SOURCE DOCUMENT:
ARSC HPC Users' Newsletter 391, July 25, 2008

Tom Baring Passes the Editor's Torch

[ By: Tom Baring ]

Mike Ess emailed "ARSC T3D Users' Group Newsletter" issue #1 in August 1994. This was before ARSC had a web site.

The T3D, with 128 processors and total peak performance of, OMG, 19.2 gflops, was a source of pride, even if almost no one knew what to do with it.

T3D jobs were constrained to powers-of-two numbers of processors, and the machine lived as an unnamed appendage to "denali," the Y-MP M89, the largest memory shared-memory supercomputer at the time, with a whopping 8 GB!

This was only 14 years ago.

Then came the web edition of the T3D Newsletter, Mike left for Seattle , I became the editor (was beer involved?), then in 1997 the T3E (yukon) and Guy Robinson arrived. Guy became co-editor , and the "T3D Users' Group Newsletter" morphed into the "T3E Users' Newsletter".

The T3E was probably the best machine we ever had. Users loved the low latency, and even seven years later, in 2004, we had to chase them off with a broom before we could unplug it.

We'd had other machines to talk about during yukon's long life, though, including icehawk, iceflyer, iceberg, chilkoot, and rime (respectively, the SP3, P690+, P655+/P690+, J90/SV1/SV1e/SV1ex, and NEC, I mean Cray, SX-6) so, in 2000, with issue 201 , we promoted the "T3E" to the "HPC" newsletter.

Guy left for Japan , but Don Bahls stepped in to co-edit, we installed klondike (the Cray X1) and midnight (Sun Cluster) and this fall comes pingo (Cray XT5).

It's been great researching topics for articles, dreaming up contests and sending sourdough starter to the lucky winners, mailing letters from Santa at Christmas time, debating English usage with Guy and Don, turning user problems into quick-tips, and getting to know you readers.

OBJECTIVE A: Reproduce the entries verbatim, from the line containing "of the mowed" through the last of the entries.

SUPPLIED ENTRIES:
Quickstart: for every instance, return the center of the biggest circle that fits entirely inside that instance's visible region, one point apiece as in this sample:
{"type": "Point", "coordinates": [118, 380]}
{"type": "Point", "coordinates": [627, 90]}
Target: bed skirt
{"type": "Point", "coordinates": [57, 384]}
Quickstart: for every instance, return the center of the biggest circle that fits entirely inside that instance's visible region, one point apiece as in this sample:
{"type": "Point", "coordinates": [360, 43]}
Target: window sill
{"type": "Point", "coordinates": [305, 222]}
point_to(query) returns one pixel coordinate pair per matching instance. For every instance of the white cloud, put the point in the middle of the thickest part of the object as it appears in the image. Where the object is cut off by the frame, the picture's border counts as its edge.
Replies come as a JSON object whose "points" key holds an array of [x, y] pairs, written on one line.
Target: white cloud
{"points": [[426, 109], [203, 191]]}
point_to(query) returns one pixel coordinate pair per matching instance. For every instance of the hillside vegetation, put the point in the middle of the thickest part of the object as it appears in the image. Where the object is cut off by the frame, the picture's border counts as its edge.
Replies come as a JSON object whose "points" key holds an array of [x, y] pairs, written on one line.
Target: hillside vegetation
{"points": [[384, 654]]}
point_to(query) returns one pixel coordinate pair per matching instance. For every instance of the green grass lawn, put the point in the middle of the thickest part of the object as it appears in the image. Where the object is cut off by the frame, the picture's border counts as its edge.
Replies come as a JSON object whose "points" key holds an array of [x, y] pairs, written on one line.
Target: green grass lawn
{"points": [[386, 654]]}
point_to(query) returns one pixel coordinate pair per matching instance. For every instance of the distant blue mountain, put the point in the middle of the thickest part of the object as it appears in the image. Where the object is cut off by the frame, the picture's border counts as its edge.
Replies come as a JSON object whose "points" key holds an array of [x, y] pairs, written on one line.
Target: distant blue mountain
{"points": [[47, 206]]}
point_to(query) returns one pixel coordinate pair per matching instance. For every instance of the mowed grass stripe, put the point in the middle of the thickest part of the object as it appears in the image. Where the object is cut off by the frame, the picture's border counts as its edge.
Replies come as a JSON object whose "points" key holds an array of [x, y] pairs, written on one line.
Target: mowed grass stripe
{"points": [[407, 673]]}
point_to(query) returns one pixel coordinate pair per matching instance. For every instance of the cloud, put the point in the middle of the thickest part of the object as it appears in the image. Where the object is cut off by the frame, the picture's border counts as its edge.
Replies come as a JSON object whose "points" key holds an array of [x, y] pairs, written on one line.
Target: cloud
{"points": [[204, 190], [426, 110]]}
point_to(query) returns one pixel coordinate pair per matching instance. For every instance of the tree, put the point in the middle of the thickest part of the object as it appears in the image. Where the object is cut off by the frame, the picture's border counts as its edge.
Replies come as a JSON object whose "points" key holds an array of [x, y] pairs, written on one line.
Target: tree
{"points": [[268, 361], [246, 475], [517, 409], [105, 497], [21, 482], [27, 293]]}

OBJECTIVE B: Name every person mentioned by full name in the newsletter article.

TASK ANSWER A:
point_to(query) returns one pixel coordinate pair per matching instance. For every instance of the mowed grass stripe, put the point in the middle of the thickest part of the object as it appears in the image. Where the object is cut off by the frame, the picture's border counts as its edge.
Replies come as a JSON object whose "points" key holds an array of [x, y] pairs, written on one line.
Target: mowed grass stripe
{"points": [[407, 673]]}
point_to(query) returns one pixel coordinate pair per matching instance. For every instance of the cloud, put the point in the middle of the thickest part of the object as it appears in the image. Where the object is cut off by the frame, the picture's border counts as its edge.
Replies come as a JSON object whose "points" key holds an array of [x, y] pairs, written on one line.
Target: cloud
{"points": [[204, 190], [426, 110]]}
point_to(query) returns one pixel coordinate pair per matching instance. For every instance of the tree, put the point in the middle of the thickest part of the object as it appears in the image. Where the object is cut off by the frame, the picture's border counts as its edge.
Replies come as a JSON object whose "points" key holds an array of [x, y] pairs, written on one line.
Target: tree
{"points": [[268, 361], [246, 475], [517, 409], [105, 497], [21, 482], [27, 293]]}

TASK ANSWER B: Tom Baring, Mike Ess, Guy Robinson, Don Bahls